_Problem requirements_
Extract the lines below that run from the one containing "point: red coffee" through the one containing "Target: red coffee cup", both included, and repeat them without any change.

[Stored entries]

▼

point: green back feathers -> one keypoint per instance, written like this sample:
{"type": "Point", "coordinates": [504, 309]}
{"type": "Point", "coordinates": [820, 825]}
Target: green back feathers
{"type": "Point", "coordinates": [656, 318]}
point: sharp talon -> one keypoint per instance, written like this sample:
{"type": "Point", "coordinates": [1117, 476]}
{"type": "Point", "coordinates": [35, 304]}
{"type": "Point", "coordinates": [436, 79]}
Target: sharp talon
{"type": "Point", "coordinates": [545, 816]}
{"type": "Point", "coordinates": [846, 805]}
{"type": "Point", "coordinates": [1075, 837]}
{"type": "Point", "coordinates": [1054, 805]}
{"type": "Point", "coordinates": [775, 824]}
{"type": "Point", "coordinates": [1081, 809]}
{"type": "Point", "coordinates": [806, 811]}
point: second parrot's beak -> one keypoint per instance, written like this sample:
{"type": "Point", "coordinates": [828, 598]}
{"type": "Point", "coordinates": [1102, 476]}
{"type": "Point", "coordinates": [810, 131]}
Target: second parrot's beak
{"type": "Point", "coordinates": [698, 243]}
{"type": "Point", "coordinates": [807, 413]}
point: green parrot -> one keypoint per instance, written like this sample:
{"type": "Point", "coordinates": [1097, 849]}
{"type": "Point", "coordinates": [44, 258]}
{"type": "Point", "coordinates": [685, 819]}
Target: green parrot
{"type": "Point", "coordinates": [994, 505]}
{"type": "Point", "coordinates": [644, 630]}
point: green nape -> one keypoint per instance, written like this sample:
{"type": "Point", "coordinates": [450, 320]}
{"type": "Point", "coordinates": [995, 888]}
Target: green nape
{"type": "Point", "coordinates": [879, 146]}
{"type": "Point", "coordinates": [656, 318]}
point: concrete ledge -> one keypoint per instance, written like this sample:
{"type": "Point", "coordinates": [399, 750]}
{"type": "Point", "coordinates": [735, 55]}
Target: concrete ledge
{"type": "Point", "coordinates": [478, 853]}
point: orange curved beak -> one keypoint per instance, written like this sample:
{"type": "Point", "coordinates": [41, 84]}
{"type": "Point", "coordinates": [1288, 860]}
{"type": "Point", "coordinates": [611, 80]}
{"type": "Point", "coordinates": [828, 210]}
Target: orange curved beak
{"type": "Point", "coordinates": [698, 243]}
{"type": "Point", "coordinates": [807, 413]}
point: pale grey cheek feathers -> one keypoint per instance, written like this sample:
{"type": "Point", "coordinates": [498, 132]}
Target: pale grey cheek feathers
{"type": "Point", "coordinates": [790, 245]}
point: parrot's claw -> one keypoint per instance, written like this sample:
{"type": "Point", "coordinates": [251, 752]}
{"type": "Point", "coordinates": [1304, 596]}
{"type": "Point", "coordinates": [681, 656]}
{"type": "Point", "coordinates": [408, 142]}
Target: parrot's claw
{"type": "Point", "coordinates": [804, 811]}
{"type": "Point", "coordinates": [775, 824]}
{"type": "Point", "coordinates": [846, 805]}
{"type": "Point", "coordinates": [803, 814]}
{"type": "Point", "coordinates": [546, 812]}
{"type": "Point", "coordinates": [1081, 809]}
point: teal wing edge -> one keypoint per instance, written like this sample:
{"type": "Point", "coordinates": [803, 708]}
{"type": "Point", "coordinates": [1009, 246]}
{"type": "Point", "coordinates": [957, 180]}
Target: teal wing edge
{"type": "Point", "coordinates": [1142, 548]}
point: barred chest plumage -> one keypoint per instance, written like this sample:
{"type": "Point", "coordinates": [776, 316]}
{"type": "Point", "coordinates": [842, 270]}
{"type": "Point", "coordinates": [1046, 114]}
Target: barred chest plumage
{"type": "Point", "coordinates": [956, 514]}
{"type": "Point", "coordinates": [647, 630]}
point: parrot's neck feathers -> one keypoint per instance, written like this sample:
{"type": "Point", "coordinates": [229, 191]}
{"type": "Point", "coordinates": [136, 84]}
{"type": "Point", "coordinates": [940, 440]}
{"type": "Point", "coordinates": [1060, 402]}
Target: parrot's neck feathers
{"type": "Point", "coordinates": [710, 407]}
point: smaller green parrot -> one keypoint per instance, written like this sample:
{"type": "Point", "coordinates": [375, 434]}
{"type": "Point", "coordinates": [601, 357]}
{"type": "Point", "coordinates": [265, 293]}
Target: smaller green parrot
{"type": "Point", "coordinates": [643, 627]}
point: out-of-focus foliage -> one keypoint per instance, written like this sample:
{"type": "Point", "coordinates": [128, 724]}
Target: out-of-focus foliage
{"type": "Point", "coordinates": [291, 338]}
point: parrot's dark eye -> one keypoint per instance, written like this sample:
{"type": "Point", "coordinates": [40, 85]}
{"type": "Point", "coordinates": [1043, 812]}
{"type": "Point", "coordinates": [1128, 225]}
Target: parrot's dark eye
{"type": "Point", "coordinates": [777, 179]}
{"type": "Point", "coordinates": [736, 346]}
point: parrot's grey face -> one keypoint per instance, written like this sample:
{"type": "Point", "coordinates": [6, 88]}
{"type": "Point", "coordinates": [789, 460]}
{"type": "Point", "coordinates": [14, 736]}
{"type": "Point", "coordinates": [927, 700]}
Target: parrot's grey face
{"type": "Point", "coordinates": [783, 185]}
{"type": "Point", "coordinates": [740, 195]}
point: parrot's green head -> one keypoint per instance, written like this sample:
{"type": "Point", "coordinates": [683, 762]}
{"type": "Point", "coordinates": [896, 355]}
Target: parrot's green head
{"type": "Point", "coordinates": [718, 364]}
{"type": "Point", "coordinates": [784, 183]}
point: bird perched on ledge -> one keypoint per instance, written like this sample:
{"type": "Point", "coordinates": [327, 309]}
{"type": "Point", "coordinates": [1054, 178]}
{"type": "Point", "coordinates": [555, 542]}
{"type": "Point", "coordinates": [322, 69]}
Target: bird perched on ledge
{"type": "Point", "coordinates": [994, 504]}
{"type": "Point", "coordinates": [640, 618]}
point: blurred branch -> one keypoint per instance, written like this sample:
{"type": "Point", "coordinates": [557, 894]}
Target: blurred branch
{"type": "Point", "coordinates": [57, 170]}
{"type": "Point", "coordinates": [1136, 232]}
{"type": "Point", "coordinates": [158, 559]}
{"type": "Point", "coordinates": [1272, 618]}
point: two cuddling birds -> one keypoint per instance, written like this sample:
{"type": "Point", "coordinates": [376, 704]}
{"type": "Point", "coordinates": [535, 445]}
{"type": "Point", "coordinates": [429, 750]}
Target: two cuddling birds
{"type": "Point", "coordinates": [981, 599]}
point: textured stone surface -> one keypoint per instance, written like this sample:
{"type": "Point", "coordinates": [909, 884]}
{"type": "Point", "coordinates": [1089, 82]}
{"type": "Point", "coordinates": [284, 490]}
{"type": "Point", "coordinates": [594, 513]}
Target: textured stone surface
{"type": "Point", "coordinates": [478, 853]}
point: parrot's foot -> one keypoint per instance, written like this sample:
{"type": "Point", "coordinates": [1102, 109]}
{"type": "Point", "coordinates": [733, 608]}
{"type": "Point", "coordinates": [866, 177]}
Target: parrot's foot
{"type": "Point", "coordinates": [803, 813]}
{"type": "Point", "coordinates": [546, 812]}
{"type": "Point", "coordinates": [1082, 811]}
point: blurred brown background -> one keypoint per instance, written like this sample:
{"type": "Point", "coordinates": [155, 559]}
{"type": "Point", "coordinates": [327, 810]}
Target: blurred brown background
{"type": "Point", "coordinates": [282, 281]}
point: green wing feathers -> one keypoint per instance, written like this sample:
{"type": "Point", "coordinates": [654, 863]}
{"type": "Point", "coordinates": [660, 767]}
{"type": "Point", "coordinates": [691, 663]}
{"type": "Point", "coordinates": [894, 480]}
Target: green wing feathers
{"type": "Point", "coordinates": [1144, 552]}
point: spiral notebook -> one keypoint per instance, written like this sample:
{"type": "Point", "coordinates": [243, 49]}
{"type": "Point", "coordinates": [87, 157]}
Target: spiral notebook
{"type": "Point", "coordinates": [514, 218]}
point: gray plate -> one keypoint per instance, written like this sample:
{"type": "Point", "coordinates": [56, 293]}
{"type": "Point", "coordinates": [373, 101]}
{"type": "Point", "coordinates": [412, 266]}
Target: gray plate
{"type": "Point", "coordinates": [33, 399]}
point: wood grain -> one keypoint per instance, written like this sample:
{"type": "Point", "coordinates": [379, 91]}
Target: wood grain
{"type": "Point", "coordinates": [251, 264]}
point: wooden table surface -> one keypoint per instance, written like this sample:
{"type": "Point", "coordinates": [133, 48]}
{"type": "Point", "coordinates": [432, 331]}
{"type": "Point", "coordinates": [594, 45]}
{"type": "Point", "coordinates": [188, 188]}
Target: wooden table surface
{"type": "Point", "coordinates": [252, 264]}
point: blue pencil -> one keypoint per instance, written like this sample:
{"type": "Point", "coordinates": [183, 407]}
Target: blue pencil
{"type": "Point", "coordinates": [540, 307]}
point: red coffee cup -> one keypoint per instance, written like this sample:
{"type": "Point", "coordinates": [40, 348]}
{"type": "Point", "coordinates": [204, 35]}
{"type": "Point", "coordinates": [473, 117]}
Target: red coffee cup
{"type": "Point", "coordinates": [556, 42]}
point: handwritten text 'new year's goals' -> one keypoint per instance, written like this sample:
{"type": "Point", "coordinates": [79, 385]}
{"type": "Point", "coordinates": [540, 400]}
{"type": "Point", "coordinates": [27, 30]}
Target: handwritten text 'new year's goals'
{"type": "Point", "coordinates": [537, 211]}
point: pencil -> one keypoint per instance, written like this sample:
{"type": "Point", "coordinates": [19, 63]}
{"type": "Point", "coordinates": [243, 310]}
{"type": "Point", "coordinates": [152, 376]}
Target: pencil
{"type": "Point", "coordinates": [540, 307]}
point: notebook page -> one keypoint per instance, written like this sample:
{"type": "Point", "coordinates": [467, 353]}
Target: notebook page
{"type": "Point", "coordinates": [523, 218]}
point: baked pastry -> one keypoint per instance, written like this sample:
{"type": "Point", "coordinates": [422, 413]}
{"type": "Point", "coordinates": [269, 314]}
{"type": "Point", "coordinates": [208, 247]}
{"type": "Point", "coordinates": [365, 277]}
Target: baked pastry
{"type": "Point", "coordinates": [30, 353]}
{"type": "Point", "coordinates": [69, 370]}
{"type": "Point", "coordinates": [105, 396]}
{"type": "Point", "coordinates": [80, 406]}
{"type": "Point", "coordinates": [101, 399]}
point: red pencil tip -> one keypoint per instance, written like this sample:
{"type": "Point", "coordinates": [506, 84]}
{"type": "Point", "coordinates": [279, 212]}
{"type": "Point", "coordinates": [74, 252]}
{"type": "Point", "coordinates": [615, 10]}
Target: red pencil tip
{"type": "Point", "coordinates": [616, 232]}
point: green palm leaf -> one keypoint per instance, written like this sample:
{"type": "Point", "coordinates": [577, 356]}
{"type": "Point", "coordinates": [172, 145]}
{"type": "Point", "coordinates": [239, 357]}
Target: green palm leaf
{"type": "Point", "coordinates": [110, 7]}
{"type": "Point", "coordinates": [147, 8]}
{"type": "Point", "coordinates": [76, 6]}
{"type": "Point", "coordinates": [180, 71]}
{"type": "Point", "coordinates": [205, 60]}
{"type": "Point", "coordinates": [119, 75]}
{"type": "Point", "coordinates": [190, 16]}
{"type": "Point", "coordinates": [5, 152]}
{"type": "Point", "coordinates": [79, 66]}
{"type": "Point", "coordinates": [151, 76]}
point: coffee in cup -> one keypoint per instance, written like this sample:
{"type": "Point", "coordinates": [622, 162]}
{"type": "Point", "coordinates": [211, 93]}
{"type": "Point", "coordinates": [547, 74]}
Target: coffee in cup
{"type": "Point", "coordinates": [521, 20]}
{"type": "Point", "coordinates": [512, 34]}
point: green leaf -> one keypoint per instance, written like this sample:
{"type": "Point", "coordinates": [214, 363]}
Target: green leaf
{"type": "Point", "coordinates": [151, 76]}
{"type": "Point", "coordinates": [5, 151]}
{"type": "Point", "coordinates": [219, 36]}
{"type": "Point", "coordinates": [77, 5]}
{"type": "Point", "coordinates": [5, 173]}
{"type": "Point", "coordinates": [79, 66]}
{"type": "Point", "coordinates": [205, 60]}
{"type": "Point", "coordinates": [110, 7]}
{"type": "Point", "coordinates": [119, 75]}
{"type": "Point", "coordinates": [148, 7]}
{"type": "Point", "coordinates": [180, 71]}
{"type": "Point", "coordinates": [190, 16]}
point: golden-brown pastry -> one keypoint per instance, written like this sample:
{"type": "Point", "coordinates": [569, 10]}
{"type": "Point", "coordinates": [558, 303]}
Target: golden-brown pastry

▲

_Written reply_
point: red coffee cup -> one keypoint per instance, written like this sample:
{"type": "Point", "coordinates": [40, 348]}
{"type": "Point", "coordinates": [204, 35]}
{"type": "Point", "coordinates": [473, 117]}
Target: red coffee cup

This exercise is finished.